Kutipan Sumber:
^^^^^^^^

Sisi yang lain, karena rayuan tidak berhenti pada kebenaran tanda, melainkan
beroperasi melalui pengelabuan dan kerahasiaan, maka ia menjadi sebuah wacana
yang menenggelamkan identitas diri ke arah identitas yang dibangun berdasarkan
citraan dan rayuan-rayuan semata.
Berdasarkan
fakta tersebut, otonomi subyektif manusia terkikis habis oleh
kecenderungan-kecenderungan yang mengubur aspek kesadaran manusia terhadap
makna hidupnya. Pasalnya, makna hidup adalah potensi diri yang diaktualkan
lewat perilaku sehari-hari. Identitas diri yang dibangun berdasarkan
citraan-citraan dan rayuan-rayuan semata bukan lahir berdasarkan potensi diri
sebab potensi diri adalah wujud identitas yang menampakkan diri apa adanya
dihadapan realitas. Jika demikian, dapat dikatakan bahwa
kecenderungan-kecenderungan yang mengubur aspek kesadaran manusia pada
masyarakat konsumer adalah "hawa nafsu". Logika hawa nafsu berdasar
pada, ketika sesuatu dilakukan, dibeli dan dinikmati, itu bukan demi kebutuhan
sebab kebutuhan adalah energi murni organik. Dorongan makan, minum apa adanya
ketika buka puasa tiba, itu menggambarkan bahwa pemenuhan kebutuhan adalah
energi murni organik yang tidak bisa ditunda karena jauh dari Mc Donnald atau
Hoka-Hoka Bento misalnya.

^^^^^^^^

Latihan 1: Kumpulkan semua baris dalam catatan di bawah yang memuat kata "blurred".
Kutipan tentang rayuan dan hawa nafsu di atas tidak ada kaitannya dengan catatan di bawah.

Data yang Diberikan:
^^^^^^^^

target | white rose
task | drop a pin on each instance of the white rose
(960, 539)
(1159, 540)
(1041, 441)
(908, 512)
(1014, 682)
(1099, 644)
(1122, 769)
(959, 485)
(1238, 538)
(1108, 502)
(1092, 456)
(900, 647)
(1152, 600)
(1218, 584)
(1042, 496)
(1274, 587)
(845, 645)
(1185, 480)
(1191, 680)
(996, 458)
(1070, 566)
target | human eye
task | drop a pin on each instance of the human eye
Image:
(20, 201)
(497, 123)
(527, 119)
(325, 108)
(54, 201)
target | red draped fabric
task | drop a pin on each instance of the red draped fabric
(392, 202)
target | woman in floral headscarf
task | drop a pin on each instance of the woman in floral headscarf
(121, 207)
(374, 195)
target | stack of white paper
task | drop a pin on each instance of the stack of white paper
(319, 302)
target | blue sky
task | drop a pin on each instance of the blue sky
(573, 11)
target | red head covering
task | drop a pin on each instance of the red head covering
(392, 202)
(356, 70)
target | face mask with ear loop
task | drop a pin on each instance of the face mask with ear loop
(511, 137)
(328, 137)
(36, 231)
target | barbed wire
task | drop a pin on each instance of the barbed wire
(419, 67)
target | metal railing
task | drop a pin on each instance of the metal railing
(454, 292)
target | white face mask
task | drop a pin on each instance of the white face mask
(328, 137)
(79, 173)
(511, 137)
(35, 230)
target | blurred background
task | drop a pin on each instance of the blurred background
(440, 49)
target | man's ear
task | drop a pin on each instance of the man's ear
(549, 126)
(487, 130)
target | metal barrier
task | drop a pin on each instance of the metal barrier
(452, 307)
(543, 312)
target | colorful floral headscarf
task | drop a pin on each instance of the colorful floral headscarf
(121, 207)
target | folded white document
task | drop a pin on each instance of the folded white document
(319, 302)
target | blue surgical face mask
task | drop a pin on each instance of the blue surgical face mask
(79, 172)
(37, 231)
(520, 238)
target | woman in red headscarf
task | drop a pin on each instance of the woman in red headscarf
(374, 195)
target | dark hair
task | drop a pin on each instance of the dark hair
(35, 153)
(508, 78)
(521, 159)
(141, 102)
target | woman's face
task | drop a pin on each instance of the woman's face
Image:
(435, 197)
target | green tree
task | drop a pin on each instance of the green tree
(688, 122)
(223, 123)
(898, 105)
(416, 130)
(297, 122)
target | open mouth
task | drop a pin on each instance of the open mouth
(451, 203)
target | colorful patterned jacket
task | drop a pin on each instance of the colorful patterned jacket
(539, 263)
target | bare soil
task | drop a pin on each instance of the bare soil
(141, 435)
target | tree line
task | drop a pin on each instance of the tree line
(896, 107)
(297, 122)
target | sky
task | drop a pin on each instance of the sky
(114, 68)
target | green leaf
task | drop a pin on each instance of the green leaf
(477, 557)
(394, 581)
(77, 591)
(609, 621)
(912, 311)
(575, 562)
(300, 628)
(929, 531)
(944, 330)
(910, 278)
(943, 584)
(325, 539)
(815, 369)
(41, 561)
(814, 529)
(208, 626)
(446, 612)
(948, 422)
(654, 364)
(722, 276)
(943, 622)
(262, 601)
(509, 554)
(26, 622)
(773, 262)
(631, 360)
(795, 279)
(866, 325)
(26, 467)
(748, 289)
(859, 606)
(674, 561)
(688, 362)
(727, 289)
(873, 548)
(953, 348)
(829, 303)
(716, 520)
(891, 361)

^^^^^^^^

Latihan 2: Teruskan kutipan tentang rayuan dan hawa nafsu di atas, mulai sesudah kalimat terakhirnya.

Jawaban Latihan 1:
target | blurred background
task | drop a pin on each instance of the blurred background

Jawaban Latihan 2:
***
DI era konsumerisme, kebutuhan dilandasi oleh nilai-nilai prestise, life style
dan citraan ketimbang nilai utilitas. Logika yang mendasarinya bukan kebutuhan
(need), melainkan logika hasrat (desire). Hasrat atau hawa nafsu dengan begitu
dicipta seakan menjadi kebutuhan yang tiada hentinya. Jika hasrat atau hawa
nafsu pada akhirnya menjadi kebutuhan, kebutuhan manusia adalah pemenuhan hawa
nafsu. Jean Baudrillard melihat kebutuhan tersebut bagai sebuah jaring
laba-laba, "Apapun yang mengalir melalui mereka (konsumer), apa pun
menarik mereka bagai magnet, akan tetapi mengalir melalui mereka tanpa
meninggalkan bekas apa-apa".
Hal
ini dapat kita lihat pada sekelompok masyarakat tertentu yang mempunyai budaya
konsumsi berlebihan. Kehadiran hasrat yang ditopang oleh kebutuhan pada kaum
selebritis dalam fenomena bulan ini misalnya, menenggelamkan subjek yang
dikuasainya ke dalam tanda, simbol, atau nilai-nilai yang bersifat tumpang
tindih bahkan tampak kontradiktif dari realitas yang sebenarnya. (Ahmad
Imanuddin)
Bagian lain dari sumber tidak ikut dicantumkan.